**Material to process:**
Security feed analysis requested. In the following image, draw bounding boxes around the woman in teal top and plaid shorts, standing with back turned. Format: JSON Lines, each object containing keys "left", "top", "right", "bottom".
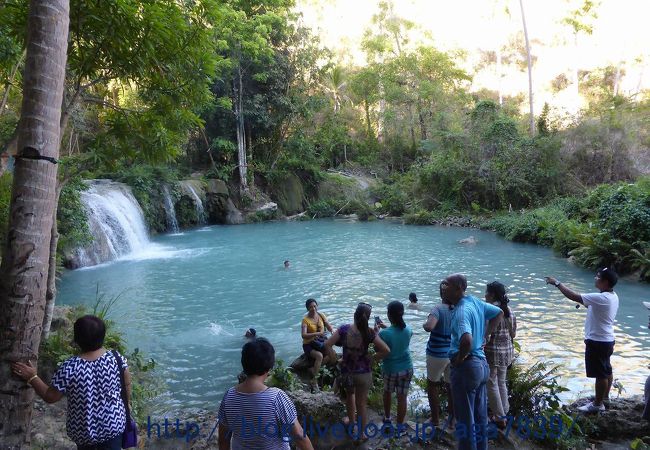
{"left": 379, "top": 301, "right": 413, "bottom": 430}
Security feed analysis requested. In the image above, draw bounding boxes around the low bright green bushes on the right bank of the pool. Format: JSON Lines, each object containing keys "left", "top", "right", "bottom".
{"left": 484, "top": 178, "right": 650, "bottom": 280}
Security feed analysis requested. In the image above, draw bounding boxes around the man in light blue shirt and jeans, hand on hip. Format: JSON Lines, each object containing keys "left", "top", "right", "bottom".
{"left": 442, "top": 274, "right": 503, "bottom": 450}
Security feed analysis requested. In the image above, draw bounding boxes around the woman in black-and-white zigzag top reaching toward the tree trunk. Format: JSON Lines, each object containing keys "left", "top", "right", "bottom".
{"left": 13, "top": 316, "right": 131, "bottom": 450}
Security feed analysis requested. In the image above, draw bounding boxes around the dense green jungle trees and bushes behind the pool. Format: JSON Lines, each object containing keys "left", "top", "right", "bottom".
{"left": 0, "top": 0, "right": 650, "bottom": 280}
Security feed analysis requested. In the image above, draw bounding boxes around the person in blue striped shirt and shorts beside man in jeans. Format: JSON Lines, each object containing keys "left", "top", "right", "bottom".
{"left": 424, "top": 284, "right": 454, "bottom": 427}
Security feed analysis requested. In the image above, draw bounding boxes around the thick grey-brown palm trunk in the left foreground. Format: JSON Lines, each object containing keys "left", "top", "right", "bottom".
{"left": 0, "top": 0, "right": 69, "bottom": 449}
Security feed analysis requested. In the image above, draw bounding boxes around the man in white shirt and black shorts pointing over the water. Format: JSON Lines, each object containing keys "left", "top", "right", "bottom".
{"left": 546, "top": 267, "right": 618, "bottom": 413}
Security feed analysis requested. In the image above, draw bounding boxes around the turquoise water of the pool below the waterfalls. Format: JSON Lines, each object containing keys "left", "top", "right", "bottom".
{"left": 57, "top": 220, "right": 650, "bottom": 411}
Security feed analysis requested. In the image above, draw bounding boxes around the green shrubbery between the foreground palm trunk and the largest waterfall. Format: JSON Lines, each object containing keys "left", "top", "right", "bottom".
{"left": 56, "top": 177, "right": 93, "bottom": 253}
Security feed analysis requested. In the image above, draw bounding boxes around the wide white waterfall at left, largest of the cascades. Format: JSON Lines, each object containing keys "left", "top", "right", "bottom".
{"left": 71, "top": 180, "right": 149, "bottom": 267}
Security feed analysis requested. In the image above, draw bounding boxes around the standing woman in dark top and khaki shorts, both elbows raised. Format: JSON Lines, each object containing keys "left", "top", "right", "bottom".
{"left": 325, "top": 302, "right": 390, "bottom": 440}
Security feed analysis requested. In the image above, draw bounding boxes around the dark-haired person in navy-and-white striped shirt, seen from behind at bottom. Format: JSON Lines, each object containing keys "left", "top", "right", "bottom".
{"left": 218, "top": 338, "right": 313, "bottom": 450}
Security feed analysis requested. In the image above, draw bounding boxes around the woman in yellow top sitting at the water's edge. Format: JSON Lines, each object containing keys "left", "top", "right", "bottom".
{"left": 301, "top": 298, "right": 336, "bottom": 377}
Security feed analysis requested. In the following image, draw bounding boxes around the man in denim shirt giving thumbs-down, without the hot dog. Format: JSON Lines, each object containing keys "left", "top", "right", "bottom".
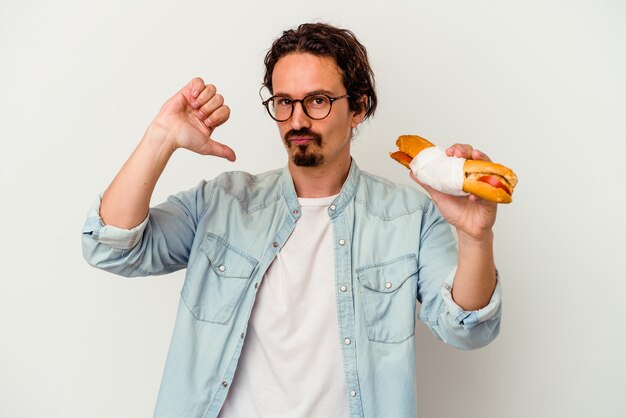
{"left": 83, "top": 24, "right": 500, "bottom": 418}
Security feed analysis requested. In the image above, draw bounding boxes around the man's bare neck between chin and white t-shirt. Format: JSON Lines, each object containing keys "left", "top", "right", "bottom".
{"left": 289, "top": 158, "right": 352, "bottom": 198}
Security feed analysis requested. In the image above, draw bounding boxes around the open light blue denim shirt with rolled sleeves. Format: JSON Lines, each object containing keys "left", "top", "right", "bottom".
{"left": 83, "top": 162, "right": 501, "bottom": 418}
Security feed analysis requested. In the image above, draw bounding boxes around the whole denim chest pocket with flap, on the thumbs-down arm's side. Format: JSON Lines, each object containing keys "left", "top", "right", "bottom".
{"left": 181, "top": 235, "right": 258, "bottom": 324}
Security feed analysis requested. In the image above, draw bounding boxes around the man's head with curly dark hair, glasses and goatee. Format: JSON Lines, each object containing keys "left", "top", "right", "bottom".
{"left": 264, "top": 23, "right": 376, "bottom": 170}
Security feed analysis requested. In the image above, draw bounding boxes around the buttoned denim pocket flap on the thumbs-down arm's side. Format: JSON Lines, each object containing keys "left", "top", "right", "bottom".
{"left": 200, "top": 234, "right": 257, "bottom": 279}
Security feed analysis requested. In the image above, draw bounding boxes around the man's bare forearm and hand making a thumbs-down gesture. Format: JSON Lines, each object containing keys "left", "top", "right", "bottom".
{"left": 100, "top": 78, "right": 235, "bottom": 229}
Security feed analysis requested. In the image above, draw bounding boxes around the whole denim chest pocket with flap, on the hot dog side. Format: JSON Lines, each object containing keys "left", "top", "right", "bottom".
{"left": 357, "top": 254, "right": 417, "bottom": 343}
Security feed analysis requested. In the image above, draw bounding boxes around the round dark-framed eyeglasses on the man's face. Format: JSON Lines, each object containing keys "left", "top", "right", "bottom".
{"left": 263, "top": 93, "right": 350, "bottom": 122}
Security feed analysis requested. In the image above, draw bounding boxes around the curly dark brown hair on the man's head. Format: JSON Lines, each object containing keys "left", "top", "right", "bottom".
{"left": 263, "top": 23, "right": 377, "bottom": 119}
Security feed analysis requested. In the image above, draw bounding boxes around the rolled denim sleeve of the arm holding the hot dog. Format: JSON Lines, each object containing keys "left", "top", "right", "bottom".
{"left": 418, "top": 199, "right": 502, "bottom": 350}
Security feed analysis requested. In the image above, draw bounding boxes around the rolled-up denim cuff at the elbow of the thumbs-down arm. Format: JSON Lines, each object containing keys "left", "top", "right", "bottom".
{"left": 83, "top": 196, "right": 148, "bottom": 250}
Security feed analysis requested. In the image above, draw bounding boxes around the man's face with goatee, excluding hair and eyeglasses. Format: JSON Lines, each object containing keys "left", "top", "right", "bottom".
{"left": 272, "top": 53, "right": 364, "bottom": 167}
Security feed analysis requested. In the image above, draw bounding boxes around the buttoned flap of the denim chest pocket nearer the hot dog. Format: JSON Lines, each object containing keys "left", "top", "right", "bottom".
{"left": 357, "top": 254, "right": 417, "bottom": 293}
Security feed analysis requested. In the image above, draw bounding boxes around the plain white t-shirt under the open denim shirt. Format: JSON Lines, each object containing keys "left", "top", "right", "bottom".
{"left": 219, "top": 196, "right": 349, "bottom": 418}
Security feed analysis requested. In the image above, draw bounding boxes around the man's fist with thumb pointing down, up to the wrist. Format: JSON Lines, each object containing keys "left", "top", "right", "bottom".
{"left": 148, "top": 78, "right": 235, "bottom": 161}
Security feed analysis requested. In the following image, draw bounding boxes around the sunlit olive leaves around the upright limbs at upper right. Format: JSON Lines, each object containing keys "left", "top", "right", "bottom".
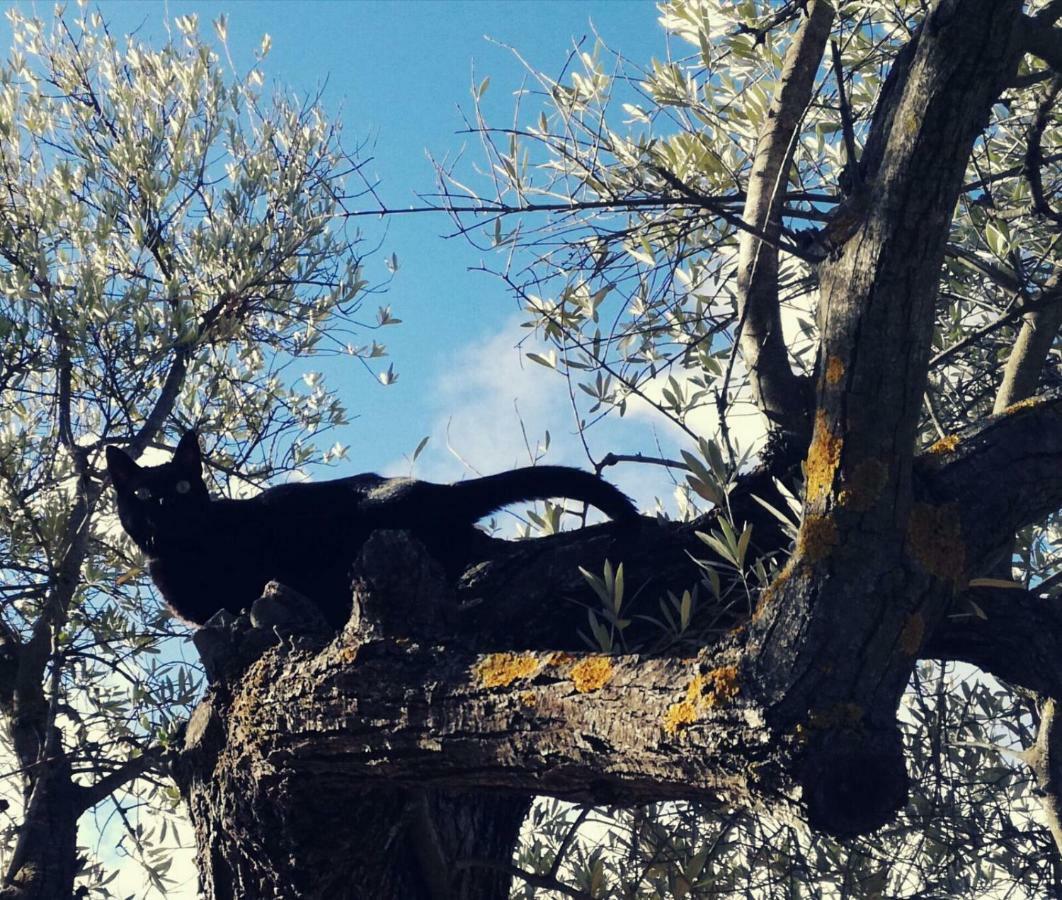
{"left": 440, "top": 0, "right": 1062, "bottom": 456}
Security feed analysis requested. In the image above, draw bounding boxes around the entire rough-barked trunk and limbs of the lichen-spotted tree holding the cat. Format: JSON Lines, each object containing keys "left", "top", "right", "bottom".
{"left": 177, "top": 0, "right": 1062, "bottom": 900}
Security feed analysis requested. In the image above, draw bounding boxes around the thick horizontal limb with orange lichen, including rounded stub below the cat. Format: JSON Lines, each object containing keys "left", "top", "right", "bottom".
{"left": 182, "top": 532, "right": 836, "bottom": 849}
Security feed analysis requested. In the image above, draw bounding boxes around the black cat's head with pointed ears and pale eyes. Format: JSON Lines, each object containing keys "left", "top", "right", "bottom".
{"left": 107, "top": 431, "right": 210, "bottom": 553}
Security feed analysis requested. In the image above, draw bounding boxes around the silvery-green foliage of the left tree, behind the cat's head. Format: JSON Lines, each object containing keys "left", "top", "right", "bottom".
{"left": 0, "top": 7, "right": 384, "bottom": 895}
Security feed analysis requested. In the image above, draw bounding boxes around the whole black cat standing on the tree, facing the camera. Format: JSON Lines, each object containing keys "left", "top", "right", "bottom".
{"left": 107, "top": 431, "right": 638, "bottom": 628}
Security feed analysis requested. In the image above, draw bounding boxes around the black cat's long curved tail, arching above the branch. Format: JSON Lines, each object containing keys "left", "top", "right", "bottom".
{"left": 447, "top": 465, "right": 638, "bottom": 522}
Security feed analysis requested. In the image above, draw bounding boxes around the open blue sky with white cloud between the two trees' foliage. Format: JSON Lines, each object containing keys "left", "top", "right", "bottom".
{"left": 38, "top": 0, "right": 705, "bottom": 502}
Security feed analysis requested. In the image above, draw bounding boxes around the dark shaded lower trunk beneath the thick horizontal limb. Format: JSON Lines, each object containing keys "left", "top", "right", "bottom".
{"left": 182, "top": 696, "right": 530, "bottom": 900}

**Aim of the task:** Only the lines from the one containing "the whole black" through the final line above should be duplicated, exactly as they stand.

**Expected answer:**
Security feed analysis requested. In the image above, draw bounding boxes around the whole black cat standing on the tree, facing the camera. Format: JSON Lines, each object containing keys "left", "top", "right", "bottom".
{"left": 107, "top": 431, "right": 638, "bottom": 628}
Security feed analysis requested. In the image above, draw bounding boxes around the black cat's long curved tail, arching above the branch. Format: JSON Lines, each object containing keys "left", "top", "right", "bottom".
{"left": 447, "top": 465, "right": 638, "bottom": 522}
Security feed analysis requested. In the image above, draw bounding boxes around the open blue sky with white cloud between the two trees' foliage. Format: JSON Lines, each object containing keys "left", "top", "right", "bottom".
{"left": 38, "top": 0, "right": 705, "bottom": 502}
Security feed analysis requested. In the image above, draw bounding boxes around the dark shaded lower trunk beneath the thick horizontal limb. Format: JSON Lines, each object containing keys "left", "top", "right", "bottom".
{"left": 182, "top": 696, "right": 530, "bottom": 900}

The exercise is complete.